▶ TASK TO COMPLETE: When the word "coordinates" shows up in a line of the records below, copy that line.

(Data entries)
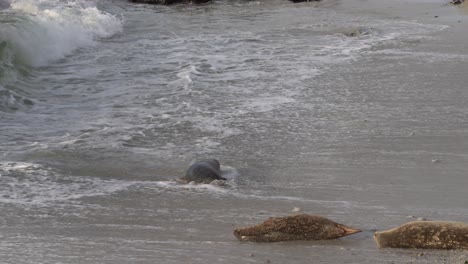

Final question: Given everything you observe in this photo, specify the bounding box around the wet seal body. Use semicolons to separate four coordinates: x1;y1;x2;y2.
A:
234;214;361;242
181;159;226;184
374;221;468;250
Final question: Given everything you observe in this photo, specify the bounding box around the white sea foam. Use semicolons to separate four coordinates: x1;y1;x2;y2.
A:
317;20;447;63
0;162;135;206
146;180;360;209
220;165;239;180
239;97;296;113
151;180;232;194
0;0;122;67
0;162;242;206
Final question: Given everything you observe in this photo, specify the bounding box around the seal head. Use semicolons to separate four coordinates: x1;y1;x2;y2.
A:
374;221;468;250
181;159;226;184
234;214;361;242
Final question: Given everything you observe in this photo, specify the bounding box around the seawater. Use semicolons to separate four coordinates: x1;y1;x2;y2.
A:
1;0;466;263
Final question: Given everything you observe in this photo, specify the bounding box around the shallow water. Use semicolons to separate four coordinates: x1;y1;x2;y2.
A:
1;0;467;263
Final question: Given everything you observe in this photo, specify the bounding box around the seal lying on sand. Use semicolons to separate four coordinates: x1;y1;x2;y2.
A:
234;214;361;242
374;221;468;250
179;159;227;184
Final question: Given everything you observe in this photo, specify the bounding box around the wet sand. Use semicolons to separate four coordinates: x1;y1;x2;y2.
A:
1;0;468;263
180;1;468;263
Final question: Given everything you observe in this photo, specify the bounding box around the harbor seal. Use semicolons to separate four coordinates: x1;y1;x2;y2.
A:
180;159;226;184
234;214;361;242
374;221;468;250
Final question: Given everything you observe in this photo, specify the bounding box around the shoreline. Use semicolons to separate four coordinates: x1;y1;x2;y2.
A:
1;0;468;263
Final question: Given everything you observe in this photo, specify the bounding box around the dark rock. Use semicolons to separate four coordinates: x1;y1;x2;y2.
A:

▶ ANSWER FOR THE TASK:
Final question: Given everything you observe in this photo, specify the bounding box around the wet seal body. Use semicolons to separate four coordinates: x1;y1;x2;y2.
Final question: Given everything you observe in this photo, specify the bounding box around the white sea foam. Use semicolons to separate four coordinates: x1;y1;x2;y2.
Final question: Given everything you observe in this photo, specify the bounding box around the seal head. Use semicolons to separate four coordinates: x1;y1;x2;y2.
Final question: Given everything you observe in this photo, specify the bounding box around the seawater. Use semicolons to separate four coordinates: x1;y1;x2;y2.
Final question: Given everything you observe in this photo, specify the bounding box around the shallow water. Use semicolons to separate four coordinates: x1;y1;x2;y2.
Final question: Given everything you observe in this photo, specify the bounding box around the seal lying on sand. Use semicolons to separate four coordinates: x1;y1;x2;y2.
Final question: Given everything you observe in this photo, specify the bounding box around the wet sand. Use semicolons to separate four coordinates: x1;y1;x2;y2.
Final question: Given everything you observe in this photo, specify the bounding box around the harbor seal. Use semicolons to separate four coordinates: x1;y1;x2;y2.
Final question: Given everything you observe in this photo, specify the bounding box around the shoreline. Use semicolons to separate four coordinates: x1;y1;x2;y2.
Final question: Given everything you observe in this photo, specify the bounding box around the dark rock. Use semicolons to separate four coordinates: x1;y1;x2;y2.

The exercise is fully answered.